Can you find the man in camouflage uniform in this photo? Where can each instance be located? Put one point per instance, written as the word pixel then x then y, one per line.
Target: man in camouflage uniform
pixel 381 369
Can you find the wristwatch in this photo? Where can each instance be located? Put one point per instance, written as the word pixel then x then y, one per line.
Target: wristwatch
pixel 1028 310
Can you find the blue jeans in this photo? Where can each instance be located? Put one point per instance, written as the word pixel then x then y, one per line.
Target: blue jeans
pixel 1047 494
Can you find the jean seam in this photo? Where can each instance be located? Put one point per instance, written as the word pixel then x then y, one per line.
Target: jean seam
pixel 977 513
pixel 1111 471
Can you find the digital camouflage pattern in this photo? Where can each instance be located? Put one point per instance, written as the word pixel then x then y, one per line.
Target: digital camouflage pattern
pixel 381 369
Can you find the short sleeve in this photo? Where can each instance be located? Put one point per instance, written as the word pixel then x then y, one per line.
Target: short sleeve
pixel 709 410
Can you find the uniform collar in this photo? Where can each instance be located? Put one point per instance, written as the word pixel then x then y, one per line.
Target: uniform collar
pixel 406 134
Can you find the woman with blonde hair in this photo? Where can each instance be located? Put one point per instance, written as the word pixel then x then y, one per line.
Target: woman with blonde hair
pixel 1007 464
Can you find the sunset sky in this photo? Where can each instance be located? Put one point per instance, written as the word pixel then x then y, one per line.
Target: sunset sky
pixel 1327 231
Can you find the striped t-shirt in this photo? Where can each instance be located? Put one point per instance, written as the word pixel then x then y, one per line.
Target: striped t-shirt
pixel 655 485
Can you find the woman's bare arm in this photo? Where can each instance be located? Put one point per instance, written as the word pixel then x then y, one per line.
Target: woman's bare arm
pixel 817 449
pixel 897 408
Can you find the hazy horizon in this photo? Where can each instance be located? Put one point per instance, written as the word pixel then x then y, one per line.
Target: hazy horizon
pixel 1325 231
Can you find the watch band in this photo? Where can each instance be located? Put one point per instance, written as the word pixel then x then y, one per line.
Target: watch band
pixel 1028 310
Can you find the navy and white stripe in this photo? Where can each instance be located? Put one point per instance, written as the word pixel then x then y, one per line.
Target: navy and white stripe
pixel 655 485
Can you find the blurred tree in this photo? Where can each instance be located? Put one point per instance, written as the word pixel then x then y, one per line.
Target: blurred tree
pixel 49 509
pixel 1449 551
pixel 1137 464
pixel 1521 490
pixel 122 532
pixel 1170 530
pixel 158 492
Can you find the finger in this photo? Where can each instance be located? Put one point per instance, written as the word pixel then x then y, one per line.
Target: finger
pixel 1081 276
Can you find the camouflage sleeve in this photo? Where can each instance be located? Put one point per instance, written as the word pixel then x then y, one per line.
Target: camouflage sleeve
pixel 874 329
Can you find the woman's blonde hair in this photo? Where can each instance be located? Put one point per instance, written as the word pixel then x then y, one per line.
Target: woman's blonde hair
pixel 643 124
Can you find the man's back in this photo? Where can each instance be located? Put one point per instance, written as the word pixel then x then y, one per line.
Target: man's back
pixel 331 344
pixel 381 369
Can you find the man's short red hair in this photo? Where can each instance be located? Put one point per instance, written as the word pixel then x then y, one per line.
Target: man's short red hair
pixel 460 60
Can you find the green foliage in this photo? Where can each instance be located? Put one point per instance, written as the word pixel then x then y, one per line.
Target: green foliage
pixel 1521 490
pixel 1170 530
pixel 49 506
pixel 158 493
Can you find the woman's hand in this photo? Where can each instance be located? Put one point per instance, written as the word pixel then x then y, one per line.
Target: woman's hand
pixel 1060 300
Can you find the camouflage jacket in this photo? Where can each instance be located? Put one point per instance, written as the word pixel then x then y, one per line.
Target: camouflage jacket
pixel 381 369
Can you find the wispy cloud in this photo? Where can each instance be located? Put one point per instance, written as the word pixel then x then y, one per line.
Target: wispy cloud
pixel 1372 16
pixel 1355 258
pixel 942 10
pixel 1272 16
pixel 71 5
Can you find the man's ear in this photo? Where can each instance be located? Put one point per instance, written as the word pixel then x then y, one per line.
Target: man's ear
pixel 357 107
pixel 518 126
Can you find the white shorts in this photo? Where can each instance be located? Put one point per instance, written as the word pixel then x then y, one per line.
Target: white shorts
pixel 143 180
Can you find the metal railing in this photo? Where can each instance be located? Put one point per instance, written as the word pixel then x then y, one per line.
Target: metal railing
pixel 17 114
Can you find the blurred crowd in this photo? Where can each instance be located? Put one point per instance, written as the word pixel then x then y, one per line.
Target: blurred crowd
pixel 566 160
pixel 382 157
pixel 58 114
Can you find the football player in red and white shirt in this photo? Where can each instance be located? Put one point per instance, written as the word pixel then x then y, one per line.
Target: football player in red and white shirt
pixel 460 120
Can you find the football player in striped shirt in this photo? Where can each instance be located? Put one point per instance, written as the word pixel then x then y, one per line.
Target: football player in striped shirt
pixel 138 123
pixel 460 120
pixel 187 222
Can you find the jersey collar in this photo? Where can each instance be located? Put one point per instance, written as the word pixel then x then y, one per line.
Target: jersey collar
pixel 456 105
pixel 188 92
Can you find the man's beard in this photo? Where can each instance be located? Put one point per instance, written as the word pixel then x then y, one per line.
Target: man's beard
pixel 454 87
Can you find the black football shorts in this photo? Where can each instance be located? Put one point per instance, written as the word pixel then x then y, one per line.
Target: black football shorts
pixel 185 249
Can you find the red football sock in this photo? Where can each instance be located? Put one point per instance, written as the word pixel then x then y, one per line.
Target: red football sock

══════════

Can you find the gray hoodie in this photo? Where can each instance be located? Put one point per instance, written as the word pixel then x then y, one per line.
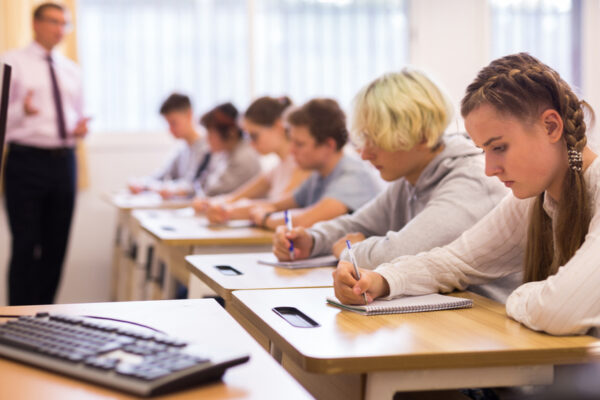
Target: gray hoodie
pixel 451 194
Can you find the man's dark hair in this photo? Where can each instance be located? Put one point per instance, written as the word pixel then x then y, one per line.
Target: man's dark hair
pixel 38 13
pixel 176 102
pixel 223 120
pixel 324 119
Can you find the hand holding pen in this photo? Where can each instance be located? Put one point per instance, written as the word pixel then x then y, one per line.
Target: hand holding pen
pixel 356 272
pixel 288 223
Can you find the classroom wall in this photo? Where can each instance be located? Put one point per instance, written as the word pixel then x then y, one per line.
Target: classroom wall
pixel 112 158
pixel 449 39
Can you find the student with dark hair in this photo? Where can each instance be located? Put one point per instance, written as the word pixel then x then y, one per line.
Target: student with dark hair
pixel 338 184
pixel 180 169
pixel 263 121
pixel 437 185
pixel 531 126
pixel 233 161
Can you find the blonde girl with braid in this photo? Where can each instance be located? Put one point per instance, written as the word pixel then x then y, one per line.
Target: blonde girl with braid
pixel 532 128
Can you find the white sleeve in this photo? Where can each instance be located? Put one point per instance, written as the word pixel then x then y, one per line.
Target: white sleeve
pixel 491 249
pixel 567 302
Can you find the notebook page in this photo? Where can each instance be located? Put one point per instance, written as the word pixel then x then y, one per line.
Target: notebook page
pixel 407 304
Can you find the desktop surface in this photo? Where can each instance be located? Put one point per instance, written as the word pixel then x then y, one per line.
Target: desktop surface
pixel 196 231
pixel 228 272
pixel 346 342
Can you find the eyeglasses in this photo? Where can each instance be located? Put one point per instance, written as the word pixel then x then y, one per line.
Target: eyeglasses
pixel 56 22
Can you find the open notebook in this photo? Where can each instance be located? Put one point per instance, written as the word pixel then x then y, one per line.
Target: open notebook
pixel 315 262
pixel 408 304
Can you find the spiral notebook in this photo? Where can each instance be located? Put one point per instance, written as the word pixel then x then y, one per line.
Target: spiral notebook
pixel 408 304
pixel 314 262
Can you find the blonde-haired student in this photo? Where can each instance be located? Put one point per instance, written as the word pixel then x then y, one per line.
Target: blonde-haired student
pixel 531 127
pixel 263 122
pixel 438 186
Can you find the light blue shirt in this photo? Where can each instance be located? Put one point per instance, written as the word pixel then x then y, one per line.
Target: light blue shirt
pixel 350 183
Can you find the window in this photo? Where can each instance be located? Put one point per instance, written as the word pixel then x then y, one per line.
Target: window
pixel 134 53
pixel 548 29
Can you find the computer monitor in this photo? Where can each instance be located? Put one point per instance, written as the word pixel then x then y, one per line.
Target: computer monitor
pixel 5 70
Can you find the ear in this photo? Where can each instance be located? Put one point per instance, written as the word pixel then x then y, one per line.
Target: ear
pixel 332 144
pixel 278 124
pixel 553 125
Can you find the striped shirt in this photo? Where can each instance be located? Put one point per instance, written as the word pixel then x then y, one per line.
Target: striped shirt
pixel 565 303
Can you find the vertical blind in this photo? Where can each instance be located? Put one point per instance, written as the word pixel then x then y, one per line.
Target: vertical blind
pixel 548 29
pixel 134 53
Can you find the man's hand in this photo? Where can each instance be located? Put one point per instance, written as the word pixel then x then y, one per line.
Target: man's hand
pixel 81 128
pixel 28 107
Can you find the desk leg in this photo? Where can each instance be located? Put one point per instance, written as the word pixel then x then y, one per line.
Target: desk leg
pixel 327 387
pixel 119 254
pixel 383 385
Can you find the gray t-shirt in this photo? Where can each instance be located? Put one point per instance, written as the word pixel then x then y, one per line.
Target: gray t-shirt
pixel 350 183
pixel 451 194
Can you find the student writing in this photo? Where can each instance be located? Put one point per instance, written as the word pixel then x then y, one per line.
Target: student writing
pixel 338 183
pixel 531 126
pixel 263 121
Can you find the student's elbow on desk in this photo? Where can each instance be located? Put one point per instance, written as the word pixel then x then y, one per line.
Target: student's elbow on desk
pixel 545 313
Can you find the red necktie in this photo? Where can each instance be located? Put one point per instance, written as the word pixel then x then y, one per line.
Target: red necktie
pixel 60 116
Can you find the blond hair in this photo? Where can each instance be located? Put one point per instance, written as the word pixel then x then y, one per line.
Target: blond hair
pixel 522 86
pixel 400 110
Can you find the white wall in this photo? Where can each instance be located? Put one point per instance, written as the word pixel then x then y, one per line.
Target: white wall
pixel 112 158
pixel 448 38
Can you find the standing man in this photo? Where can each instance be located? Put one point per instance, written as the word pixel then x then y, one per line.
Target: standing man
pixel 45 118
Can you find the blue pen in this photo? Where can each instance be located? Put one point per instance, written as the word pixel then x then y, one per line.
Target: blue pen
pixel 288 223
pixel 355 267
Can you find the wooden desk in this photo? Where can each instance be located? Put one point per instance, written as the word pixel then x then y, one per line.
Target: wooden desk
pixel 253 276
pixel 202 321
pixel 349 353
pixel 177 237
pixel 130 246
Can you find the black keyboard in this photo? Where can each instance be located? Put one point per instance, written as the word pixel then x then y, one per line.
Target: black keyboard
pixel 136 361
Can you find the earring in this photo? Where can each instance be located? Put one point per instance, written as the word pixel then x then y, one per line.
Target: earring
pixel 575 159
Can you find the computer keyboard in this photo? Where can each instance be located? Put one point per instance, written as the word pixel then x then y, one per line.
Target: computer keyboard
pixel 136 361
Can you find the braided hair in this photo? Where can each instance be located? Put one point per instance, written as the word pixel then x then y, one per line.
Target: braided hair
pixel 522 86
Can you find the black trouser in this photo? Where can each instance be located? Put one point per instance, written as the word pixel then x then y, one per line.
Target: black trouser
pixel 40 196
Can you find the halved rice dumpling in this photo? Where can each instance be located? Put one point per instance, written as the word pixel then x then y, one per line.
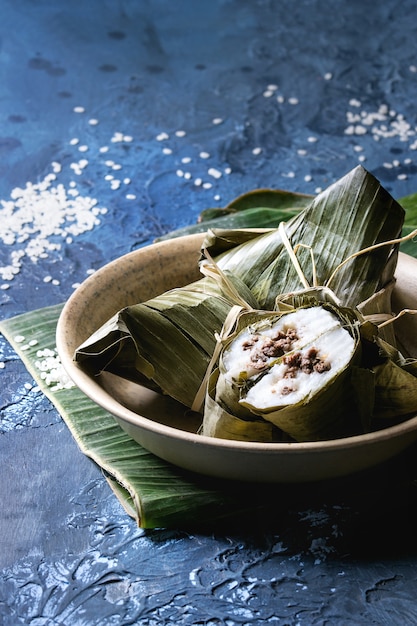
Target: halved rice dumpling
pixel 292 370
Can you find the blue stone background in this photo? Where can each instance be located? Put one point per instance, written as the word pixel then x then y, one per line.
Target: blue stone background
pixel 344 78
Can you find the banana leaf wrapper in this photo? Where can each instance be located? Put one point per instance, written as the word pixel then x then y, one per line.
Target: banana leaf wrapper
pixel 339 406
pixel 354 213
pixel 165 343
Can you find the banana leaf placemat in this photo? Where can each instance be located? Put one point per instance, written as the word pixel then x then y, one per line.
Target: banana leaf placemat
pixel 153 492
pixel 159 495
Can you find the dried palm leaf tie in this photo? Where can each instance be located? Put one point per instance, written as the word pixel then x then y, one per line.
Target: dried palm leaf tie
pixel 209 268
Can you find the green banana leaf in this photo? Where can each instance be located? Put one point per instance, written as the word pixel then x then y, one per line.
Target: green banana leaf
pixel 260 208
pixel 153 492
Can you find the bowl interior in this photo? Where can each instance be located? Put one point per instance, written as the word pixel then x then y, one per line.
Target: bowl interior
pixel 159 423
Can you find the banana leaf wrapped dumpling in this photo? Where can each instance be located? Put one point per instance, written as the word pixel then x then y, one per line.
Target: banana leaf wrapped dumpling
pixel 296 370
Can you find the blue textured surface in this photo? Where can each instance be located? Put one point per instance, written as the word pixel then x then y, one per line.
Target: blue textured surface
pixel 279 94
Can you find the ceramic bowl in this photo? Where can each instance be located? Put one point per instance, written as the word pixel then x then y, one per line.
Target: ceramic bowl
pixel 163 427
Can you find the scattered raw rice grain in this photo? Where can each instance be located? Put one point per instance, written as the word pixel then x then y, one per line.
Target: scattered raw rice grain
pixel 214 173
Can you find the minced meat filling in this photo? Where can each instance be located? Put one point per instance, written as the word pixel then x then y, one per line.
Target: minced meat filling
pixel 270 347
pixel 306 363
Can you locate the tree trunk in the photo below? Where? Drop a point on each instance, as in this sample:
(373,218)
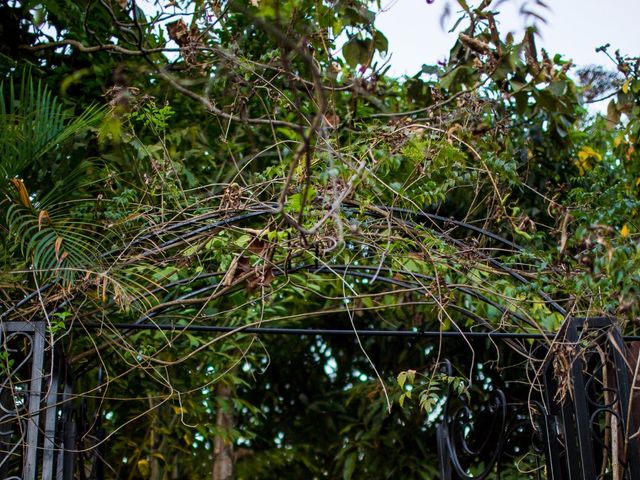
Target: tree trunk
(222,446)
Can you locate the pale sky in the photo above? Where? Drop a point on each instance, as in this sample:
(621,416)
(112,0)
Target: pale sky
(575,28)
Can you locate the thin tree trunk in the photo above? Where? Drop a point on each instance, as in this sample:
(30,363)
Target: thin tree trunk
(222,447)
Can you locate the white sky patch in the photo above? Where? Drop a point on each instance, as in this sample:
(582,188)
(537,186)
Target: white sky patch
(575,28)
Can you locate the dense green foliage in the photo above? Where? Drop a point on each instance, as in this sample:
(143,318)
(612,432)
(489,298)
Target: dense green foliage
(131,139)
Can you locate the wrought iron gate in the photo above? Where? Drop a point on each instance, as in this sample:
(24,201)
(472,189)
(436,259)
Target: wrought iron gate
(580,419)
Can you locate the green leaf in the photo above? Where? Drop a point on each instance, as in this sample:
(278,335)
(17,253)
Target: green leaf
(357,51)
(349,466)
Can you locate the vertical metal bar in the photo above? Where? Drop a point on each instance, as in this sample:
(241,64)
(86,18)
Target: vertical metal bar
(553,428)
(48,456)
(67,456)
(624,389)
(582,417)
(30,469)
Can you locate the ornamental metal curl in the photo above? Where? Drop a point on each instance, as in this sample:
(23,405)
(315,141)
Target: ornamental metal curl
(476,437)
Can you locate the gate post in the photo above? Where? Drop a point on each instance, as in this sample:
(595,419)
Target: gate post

══════════

Convert the records into a two-column CSV headed text and answer, beginning at the line that has "Can you find the classroom" and stopping after the line that has "pixel 567 302". Use one row per record, and quote each field with its line breaks replaced by spaces.

text,answer
"Can you find the classroom wall in this photo? Where can each instance be located? Put one point per instance, written as the word pixel then x then y, one per line. Target: classroom wall","pixel 112 158 pixel 449 39"
"Can you find the student with dark hair in this photo? Where can each instance be located? Put one point per instance, written as the word pixel then x then y, one per line. Target: student with dark hair","pixel 338 184 pixel 180 169 pixel 263 121 pixel 437 185 pixel 531 126 pixel 233 161"
"Can you find the blonde girl with braid in this photo? Where can each instance be located? Put one point per instance, written as the word pixel then x then y, one per line. Target: blonde girl with braid","pixel 532 128"
"Can you find the white sleeve in this photo? Where can each instance be located? Put one point per instance, written as the word pixel then x then y, one per line. Target: white sleeve","pixel 491 249 pixel 567 302"